* Goal: Find every line in the items that contains the word "bird" and copy each one out. Match case exactly.

* Exercise inputs:
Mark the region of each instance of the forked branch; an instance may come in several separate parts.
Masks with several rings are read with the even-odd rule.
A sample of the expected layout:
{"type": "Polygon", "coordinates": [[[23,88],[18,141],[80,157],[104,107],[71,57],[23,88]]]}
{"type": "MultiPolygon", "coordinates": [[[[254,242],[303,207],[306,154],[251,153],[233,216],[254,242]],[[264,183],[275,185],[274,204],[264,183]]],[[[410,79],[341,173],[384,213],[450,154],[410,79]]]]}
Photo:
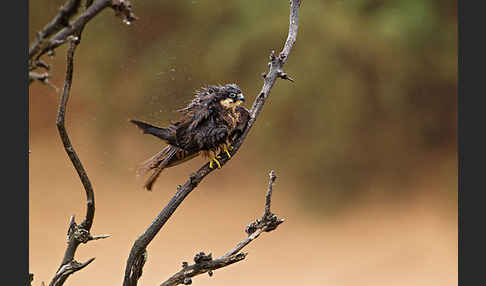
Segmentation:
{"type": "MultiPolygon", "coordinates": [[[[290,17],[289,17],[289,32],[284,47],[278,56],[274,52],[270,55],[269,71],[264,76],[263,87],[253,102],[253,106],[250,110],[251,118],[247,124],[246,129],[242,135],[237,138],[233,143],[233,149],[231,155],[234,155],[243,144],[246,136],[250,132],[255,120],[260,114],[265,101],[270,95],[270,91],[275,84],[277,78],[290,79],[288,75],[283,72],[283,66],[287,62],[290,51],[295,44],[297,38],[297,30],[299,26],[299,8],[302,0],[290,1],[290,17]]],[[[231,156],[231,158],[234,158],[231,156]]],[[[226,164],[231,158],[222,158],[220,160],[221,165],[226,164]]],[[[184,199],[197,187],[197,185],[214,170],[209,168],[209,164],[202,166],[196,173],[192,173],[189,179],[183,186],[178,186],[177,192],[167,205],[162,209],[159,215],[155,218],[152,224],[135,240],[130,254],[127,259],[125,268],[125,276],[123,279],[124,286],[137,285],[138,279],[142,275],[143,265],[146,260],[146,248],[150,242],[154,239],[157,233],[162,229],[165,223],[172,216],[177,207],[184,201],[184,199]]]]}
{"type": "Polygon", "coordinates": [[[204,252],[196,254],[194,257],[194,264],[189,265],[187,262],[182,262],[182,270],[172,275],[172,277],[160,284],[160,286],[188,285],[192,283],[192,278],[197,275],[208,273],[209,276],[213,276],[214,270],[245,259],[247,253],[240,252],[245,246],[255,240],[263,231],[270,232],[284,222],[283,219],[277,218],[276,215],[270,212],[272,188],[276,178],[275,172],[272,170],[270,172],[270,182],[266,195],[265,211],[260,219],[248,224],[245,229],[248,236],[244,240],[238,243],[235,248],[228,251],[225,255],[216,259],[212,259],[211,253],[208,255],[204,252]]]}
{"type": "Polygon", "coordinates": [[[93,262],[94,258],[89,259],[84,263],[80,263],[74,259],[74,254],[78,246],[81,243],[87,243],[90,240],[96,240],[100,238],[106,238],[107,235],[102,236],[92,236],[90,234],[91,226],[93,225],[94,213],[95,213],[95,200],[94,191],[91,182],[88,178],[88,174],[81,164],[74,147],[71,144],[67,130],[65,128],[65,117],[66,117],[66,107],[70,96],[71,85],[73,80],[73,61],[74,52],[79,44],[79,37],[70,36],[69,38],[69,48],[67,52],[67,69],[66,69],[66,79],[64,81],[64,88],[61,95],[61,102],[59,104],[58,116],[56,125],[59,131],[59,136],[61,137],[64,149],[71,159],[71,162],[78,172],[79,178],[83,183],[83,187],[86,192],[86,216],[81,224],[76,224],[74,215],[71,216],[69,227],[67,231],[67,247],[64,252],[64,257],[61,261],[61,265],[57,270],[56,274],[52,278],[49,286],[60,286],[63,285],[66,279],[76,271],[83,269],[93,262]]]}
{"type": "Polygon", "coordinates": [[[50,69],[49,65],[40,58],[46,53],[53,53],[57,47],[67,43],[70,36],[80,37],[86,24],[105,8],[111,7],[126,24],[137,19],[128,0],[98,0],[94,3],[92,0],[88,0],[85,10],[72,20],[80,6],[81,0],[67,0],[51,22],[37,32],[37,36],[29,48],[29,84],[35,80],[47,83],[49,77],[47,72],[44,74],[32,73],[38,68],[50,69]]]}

---

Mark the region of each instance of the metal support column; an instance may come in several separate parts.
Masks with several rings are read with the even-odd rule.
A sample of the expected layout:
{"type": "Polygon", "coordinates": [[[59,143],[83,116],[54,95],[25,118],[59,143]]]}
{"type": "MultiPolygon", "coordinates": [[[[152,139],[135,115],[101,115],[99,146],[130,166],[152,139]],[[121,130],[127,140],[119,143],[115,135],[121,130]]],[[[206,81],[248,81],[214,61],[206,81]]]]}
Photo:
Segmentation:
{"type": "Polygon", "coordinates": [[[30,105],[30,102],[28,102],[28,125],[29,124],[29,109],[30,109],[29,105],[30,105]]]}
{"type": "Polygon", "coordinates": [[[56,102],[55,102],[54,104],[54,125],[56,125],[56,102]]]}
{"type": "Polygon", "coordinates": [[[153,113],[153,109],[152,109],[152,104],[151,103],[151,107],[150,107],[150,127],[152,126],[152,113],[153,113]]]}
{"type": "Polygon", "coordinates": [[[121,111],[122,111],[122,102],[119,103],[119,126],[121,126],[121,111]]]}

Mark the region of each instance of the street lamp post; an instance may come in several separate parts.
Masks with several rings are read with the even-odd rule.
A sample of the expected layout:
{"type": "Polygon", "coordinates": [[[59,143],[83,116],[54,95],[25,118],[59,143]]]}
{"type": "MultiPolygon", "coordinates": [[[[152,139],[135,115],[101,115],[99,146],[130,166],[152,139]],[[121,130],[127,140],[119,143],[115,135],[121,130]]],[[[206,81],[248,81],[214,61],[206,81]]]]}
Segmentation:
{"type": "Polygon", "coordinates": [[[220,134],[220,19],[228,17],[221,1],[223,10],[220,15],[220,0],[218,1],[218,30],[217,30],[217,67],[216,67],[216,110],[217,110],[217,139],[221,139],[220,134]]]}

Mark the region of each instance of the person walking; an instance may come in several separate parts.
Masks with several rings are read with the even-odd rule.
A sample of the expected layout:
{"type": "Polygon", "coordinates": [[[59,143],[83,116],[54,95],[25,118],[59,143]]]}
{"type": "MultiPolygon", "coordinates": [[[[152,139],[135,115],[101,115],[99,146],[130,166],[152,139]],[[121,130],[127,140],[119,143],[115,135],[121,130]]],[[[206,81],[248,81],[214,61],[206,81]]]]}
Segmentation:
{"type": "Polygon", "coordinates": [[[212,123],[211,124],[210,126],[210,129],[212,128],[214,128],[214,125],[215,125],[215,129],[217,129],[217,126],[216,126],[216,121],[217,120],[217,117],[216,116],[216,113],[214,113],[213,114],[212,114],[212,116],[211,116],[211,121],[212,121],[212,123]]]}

...

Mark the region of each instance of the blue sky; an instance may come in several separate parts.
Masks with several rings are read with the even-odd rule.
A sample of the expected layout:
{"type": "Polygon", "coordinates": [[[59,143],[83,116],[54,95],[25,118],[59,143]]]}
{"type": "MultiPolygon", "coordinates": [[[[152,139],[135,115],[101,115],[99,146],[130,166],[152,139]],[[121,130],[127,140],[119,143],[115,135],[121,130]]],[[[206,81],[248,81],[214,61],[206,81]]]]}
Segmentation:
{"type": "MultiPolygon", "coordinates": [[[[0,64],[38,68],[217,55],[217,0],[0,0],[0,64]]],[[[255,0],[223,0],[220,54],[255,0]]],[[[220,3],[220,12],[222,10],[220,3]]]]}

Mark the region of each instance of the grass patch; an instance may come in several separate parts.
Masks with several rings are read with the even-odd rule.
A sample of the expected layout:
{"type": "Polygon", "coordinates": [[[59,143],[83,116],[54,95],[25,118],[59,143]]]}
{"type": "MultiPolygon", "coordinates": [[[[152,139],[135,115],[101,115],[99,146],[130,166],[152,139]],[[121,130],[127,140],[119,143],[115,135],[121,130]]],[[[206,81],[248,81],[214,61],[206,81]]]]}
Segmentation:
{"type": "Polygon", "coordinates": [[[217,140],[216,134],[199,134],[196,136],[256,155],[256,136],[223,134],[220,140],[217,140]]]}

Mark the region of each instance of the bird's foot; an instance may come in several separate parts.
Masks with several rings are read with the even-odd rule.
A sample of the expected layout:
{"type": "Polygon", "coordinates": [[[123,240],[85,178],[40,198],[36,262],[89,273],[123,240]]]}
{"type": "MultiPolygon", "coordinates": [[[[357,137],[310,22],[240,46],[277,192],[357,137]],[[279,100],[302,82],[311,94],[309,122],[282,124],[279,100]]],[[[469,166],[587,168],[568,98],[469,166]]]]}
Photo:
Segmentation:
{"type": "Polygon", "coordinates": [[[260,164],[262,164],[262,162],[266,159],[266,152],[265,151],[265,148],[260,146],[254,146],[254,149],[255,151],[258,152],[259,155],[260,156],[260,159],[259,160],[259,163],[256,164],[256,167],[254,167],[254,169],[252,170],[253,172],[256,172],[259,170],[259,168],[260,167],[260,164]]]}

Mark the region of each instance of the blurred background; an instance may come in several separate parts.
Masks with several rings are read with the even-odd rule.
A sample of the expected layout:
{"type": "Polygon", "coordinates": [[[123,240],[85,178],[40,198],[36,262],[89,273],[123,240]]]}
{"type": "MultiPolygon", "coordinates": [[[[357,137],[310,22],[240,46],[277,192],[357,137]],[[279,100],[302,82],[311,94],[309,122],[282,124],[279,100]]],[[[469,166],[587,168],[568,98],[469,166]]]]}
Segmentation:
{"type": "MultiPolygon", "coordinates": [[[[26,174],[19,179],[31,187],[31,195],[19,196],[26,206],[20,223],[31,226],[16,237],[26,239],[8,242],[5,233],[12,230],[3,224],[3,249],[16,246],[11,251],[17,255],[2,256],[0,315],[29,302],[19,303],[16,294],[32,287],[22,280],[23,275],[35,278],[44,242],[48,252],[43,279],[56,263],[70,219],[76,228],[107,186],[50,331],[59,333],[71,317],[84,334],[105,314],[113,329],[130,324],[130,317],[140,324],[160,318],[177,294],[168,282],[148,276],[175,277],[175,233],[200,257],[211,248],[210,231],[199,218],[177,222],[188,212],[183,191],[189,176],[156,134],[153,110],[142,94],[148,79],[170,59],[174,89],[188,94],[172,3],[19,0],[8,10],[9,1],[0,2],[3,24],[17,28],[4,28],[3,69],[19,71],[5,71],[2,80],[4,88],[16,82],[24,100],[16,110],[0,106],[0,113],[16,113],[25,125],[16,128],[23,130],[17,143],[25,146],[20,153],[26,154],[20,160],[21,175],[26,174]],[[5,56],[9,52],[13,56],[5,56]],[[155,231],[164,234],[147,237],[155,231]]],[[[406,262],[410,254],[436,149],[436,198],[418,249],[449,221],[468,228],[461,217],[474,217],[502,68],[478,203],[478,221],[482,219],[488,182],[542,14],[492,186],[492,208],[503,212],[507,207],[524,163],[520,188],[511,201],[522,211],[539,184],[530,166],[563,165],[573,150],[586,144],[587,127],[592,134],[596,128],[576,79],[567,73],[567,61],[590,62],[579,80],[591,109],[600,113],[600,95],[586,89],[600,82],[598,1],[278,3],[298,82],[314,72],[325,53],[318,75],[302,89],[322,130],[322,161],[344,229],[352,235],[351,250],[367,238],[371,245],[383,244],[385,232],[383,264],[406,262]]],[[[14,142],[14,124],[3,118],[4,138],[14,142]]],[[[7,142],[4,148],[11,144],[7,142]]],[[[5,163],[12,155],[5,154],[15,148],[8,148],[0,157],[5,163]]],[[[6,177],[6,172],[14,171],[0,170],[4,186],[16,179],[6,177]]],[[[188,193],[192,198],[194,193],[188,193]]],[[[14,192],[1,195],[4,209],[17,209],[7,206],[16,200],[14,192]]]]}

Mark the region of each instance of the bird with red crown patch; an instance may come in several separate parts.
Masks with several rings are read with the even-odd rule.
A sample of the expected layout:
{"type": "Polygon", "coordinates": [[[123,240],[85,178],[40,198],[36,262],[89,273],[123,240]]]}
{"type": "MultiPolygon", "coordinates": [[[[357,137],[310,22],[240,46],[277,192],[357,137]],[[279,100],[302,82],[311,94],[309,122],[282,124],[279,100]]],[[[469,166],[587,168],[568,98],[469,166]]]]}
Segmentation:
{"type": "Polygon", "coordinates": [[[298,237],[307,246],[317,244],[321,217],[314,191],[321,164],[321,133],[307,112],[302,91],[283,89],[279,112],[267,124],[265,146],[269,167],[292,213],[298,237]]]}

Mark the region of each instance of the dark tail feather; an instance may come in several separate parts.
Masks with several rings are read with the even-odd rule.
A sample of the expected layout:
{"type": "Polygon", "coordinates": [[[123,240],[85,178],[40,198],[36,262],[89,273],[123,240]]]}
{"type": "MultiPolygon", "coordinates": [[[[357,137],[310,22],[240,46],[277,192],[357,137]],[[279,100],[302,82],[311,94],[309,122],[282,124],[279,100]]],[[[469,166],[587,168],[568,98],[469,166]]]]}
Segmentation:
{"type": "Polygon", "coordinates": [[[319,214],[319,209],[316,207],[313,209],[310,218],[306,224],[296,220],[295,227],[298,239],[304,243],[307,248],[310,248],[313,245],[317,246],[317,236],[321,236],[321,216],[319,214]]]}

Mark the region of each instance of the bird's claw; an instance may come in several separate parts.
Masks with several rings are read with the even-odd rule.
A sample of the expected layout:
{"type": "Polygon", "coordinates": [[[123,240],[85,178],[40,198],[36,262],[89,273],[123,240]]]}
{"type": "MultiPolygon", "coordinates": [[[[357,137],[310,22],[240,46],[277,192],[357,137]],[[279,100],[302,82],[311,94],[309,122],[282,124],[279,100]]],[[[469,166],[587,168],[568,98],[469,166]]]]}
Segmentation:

* Response to this exercise:
Mark the region of each instance of the bird's foot; an instance may come in several separate parts.
Mark the region of each instance of the bird with red crown patch; an instance may come in several separate parts.
Mark the region of each instance of the bird's claw; an instance may come in several separate parts.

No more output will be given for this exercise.